WHAT TO WORK ON –
(A) Summarize the post about the pipeline poll in two sentences.
(B) Reproduce everything in the post about the pipeline poll from "New poll results" down to "Morgan pipeline project?".

TEXT –

## start

Citizen Action Monitor

New poll results imply majority of Canadians misinformed about dire consequences of climate change

What other inference can one draw when majority of BC residents, as well as Canadians, support Kinder Morgan pipeline project?

No 2201 Posted by fw, April 19, 2018

“A new poll says more than half of British Columbians now support the Trans Mountain pipeline expansion project, with the number of backers rising even as the provincial government digs in its heels on the battle to stop the project from moving forward. Support for the Kinder Morgan project has risen to 54 per cent in B.C., according to the Angus Reid Institute — up six per cent from February.”

“For the Angus Reid poll, respondents were asked to weigh in on how Horgan, Notley and Trudeau have handled the ongoing battle. All three politicians received mixed reviews, but more Canadians said they thought Notley was doing a good job. The opposite was true for Trudeau and Horgan. Sixty per cent of British Columbians and 71 per cent of Albertans said the prime minister has done a poor job handling the file. Nationally, more Canadians said they were losing overall patience with the B.C. government’s delay tactics — two in three said B.C. is wrong to try to stop the pipeline from moving forward.”CBC News

The CBC summary of results is drawn from an April 18, 2018 Angus Reid Institute report titled: Pipeline Problems? Try Tanker Troubles: BC Kinder Morgan opponents want spill response assurances. A related analysis by Ian Holliday is also available on the Angus Reid website: On Kinder Morgan: Canada is divided, Alberta is not, and everyone has a lot to lose.

## end

(Excerpts from a pointing dataset)
## start

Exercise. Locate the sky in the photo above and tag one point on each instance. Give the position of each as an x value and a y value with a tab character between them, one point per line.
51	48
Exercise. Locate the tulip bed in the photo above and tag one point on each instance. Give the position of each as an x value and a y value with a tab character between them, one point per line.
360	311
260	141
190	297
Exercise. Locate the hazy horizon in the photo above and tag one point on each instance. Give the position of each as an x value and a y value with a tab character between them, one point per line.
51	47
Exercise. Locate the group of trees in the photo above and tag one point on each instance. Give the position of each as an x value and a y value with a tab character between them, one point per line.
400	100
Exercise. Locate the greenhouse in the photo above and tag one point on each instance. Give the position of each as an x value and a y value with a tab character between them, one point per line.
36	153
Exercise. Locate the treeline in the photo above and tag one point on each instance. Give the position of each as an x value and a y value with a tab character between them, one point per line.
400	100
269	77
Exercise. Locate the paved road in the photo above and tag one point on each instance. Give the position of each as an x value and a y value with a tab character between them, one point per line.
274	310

## end

ANSWER LIST –
(A) An Angus Reid Institute poll reported by CBC News found that support for the Kinder Morgan Trans Mountain pipeline expansion in British Columbia rose to 54 per cent, up six per cent from February. Respondents viewed Notley's handling of the dispute more favorably than Trudeau's or Horgan's, and nationally two in three said B.C. is wrong to try to stop the pipeline.

(B)
New poll results imply majority of Canadians misinformed about dire consequences of climate change

What other inference can one draw when majority of BC residents, as well as Canadians, support Kinder Morgan pipeline project?